» **Task directions**
Give back exactly the lines running from the line with "Practice. Place a marker on each instance of the neighboring" to the end of the entries, and only those lines.
=== Begin Enclosure ===
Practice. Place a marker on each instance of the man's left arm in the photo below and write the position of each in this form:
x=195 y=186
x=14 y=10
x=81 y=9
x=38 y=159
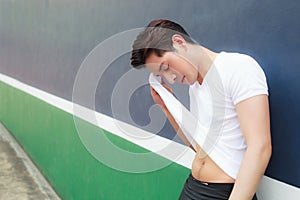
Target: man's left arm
x=254 y=118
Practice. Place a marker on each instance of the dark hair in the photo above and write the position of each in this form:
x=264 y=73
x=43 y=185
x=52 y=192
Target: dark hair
x=157 y=38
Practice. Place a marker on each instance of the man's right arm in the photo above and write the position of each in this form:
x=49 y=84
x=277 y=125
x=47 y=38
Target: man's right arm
x=157 y=99
x=177 y=128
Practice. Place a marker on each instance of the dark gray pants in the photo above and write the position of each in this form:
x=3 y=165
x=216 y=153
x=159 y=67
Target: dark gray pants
x=198 y=190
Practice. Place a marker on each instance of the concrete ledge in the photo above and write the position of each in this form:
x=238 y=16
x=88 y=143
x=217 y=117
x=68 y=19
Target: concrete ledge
x=19 y=177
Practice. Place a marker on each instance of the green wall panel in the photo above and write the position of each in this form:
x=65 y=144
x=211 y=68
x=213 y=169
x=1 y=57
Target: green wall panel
x=49 y=136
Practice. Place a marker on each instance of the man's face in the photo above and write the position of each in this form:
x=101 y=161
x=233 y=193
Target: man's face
x=173 y=67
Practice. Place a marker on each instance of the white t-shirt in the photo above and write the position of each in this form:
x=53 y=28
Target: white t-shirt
x=231 y=79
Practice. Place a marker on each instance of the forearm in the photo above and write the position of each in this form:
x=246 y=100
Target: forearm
x=252 y=169
x=176 y=127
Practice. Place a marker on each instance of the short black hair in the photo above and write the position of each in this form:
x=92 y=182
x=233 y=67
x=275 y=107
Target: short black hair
x=157 y=38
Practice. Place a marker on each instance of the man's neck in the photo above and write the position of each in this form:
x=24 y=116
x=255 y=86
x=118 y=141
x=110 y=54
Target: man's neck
x=204 y=61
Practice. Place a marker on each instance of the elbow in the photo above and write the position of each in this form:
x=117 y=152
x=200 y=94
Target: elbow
x=265 y=152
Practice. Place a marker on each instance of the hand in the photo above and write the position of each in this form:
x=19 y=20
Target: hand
x=156 y=98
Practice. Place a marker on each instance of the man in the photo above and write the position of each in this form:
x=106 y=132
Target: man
x=167 y=51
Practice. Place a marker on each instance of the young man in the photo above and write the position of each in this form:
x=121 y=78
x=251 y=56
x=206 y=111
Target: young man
x=167 y=51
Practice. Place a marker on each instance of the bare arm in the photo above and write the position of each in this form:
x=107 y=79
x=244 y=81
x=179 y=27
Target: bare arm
x=157 y=99
x=253 y=114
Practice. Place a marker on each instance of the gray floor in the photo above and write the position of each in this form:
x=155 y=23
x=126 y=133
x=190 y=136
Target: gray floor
x=19 y=178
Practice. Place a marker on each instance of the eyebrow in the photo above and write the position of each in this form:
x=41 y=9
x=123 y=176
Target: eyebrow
x=160 y=66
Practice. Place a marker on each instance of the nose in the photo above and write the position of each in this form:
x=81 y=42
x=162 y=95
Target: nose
x=170 y=78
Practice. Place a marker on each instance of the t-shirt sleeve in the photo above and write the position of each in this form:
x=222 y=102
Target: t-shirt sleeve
x=248 y=80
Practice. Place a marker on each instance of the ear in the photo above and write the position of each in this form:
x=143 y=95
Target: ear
x=179 y=42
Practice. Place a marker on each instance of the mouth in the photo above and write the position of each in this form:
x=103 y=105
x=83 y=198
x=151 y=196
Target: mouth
x=182 y=80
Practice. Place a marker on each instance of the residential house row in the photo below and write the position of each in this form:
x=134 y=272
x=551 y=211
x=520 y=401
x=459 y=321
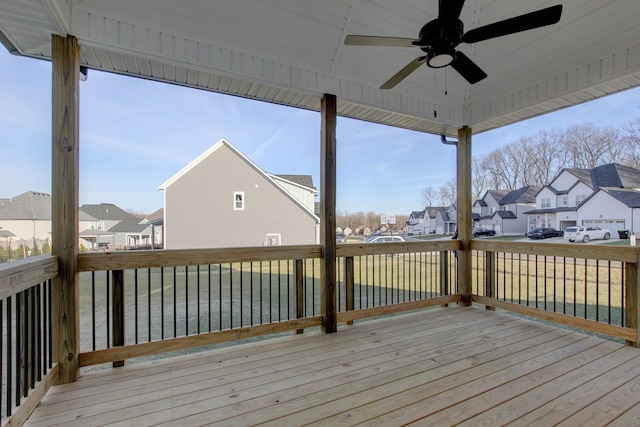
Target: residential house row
x=26 y=220
x=607 y=196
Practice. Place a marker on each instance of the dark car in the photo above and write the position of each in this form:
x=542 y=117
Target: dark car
x=477 y=232
x=543 y=233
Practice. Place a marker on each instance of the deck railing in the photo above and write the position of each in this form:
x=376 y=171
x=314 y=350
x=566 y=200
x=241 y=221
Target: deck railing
x=135 y=304
x=26 y=369
x=140 y=303
x=590 y=287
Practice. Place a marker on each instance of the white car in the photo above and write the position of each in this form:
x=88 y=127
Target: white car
x=584 y=233
x=384 y=239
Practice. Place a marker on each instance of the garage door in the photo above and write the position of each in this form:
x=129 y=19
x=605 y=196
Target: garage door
x=613 y=225
x=565 y=224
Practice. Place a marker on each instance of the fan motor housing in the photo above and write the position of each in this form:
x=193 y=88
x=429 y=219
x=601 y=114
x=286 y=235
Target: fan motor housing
x=432 y=33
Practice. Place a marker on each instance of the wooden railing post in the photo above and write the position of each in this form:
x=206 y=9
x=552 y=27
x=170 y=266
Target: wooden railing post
x=490 y=277
x=65 y=328
x=632 y=313
x=117 y=311
x=349 y=281
x=444 y=274
x=464 y=216
x=328 y=308
x=300 y=291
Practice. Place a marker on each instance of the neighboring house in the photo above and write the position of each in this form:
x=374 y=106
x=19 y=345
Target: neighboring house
x=504 y=210
x=606 y=196
x=223 y=199
x=27 y=215
x=446 y=221
x=424 y=221
x=105 y=225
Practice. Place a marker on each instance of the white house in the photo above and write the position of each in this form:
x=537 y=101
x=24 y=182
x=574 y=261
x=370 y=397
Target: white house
=== End Enclosure ===
» **Solved problem**
Practice. Place a marker on each instance of the neighboring house in the photo above and write the position of each in this form:
x=374 y=106
x=19 y=345
Target: neighboring house
x=504 y=210
x=606 y=196
x=223 y=199
x=27 y=215
x=446 y=221
x=424 y=221
x=105 y=225
Practice. Place a marker on each instance of the white house in the photo above and write the position of each in this form:
x=537 y=101
x=24 y=182
x=574 y=261
x=370 y=397
Target: white house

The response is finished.